READING TEXT —
******

Fifty years after opening in Yellowknife, the electronics shop owned by the Williams family is taking a new direction under a new generation.
Known for years as Roy’s Audio Video Unlimited, the YK Centre West mall shop re-branded as Williams Electronics on July 2 with a renovated interior.
The name change also represents the passing of the torch to Robin Williams from his father Roy.
Robin had worked as the managing partner of the store from 2001 to around 2018, when he stepped aside to work with NWT Tourism and was elected as a city councillor in 2019.
Over the past six months he discussed with his father taking over the company and managed to secure some bank financing to purchase it, which he did on June 25 for less than $500,000.
“’What’s the most appropriate name for the store?’” Robin thought in June as he contemplated what to call his new business. “It was a little shop beside the Gold Range called ‘Williams Electronics’ in 1971. My father’s brother Merlin came from Wales and opened it, then my dad came in 1972 and worked as an apprentice. Now, exactly 50 years on I’m bringing that name back to Yellowknife. And we still have that same passion for electronics and sales.”
His plan for Williams Electronics is less about blazing a new path than it is focusing on the shop’s core strengths of customer relations, home electronics installation and audio and video systems.
He points to such “whole home solutions” as distributed audio that comprises multiple speakers throughout a home, smart thermostats and doorbell cameras.
“And of course television! I plan to bring it back to the old days when we had a range of brands on the floor. Our continued affiliation with Audio Video Unlimited will help us keep the same pricing as Best Buy and shops in the south. We can procure products at southern prices. That comes from being directly affiliated with the brands as a dealer and not just a distributor,” Robin said.
He also wants to refresh the shop’s connection with local businesses to be able to supply them with products.
“With COVID-19 winding down – hopefully – I hope we’ll see tourists back in town and we’ll become the aurora capital of the world once again and people will want to take (pictures) of that beautiful aurora that dances above us. We want to bring in full frame cameras, action 360s and digital SLRs.”
Many other aspects of the store will remain the same, such as the retail lineup and the added Bell mobility phone and subscription sales.

******

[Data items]
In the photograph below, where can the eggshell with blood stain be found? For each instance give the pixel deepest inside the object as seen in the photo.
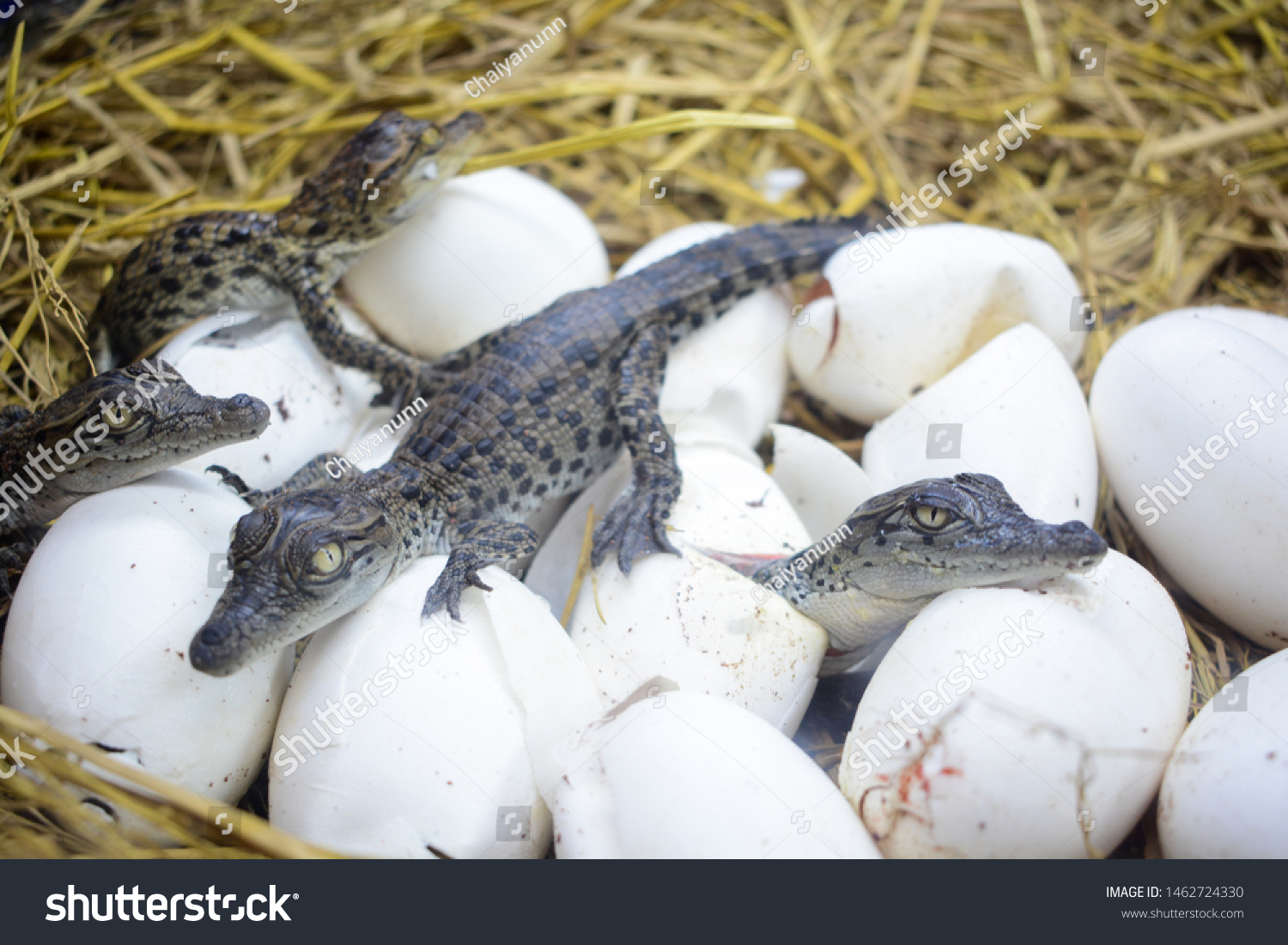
(404, 738)
(486, 251)
(1225, 793)
(1190, 412)
(314, 403)
(100, 623)
(1014, 411)
(1022, 724)
(680, 774)
(692, 620)
(902, 313)
(732, 373)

******

LIST OF TASKS —
**1)** In the article about the Yellowknife electronics shop, who opened the original Williams Electronics in 1971?
**2)** Continue the article about the Yellowknife electronics shop from its last sentence.

ANSWERS BELOW —
**1)** Merlin, Roy Williams's brother from Wales, opened it.

**2)**
Maureen Williams, Robin’s mother and the former co-owner of Roy’s feels very grateful that the business was in such good shape when it was passed onto her son.
She’s well aware of the fact that the pandemic caused pain for so many businesses while Roy’s enjoyed increased sales when Yellowknife was in lock-down. Cellphones, televisions, computer equipment, cameras, microphones and headsets sold fast as corporate and government employees settled into working from home.
“You almost feel guilty because you don’t want to toot your own horn while other businesses are suffering. We’re so fortunate to sell what we sell because it was what everyone had to have for remote access,” she said.
Not every month since COVID-19 arrived in the NWT has been smooth, though.
The N.J. Macpherson outbreak in May dried up customer traffic almost completely.
“We had some of our weakest days throughout that and it didn’t just snap back once people got out of quarantine. It’s better now,” Maureen said.
The pandemic was among several twists and turns in the business’ history.
Since Maureen began dating Roy in 1988 she has seen the shop through several tumultuous and glorious periods. She started off in the company working in its video store side.
“We were here throughout the 1990 recession, the Giant Mine strike (in 1992), Walmart opening, the Gulf War,” she recalled. “And Yellowknife was just roaring at that time. We had four locations back then. And then we rolled them all into one location. It seemed like the money would never end.”
The opening of the Ekati Diamond Mine in 1998 and Diavik in 2003 helped stimulate the local economy and buoyed sales at the shop which was called Roy’s Radio Shack at the time. It became Roy’s Audiotronic in 2005.
“And there was the 2008 financial meltdown, that really hurt. And when online sales really started to make inroads you felt like every year you were doing less.” Maureen said. “You have to weather the tough stuff so you’re still standing when the good stuff comes.”
Audiotronic had to declare bankruptcy in 2010. Roy reopened as Roy’s Audio Video Unlimited the same year.
Maureen acknowledges that the people who they don’t see in their shop are the ones who buy online, a customer demographic that is difficult to win over especially as more young people move to Yellowknife.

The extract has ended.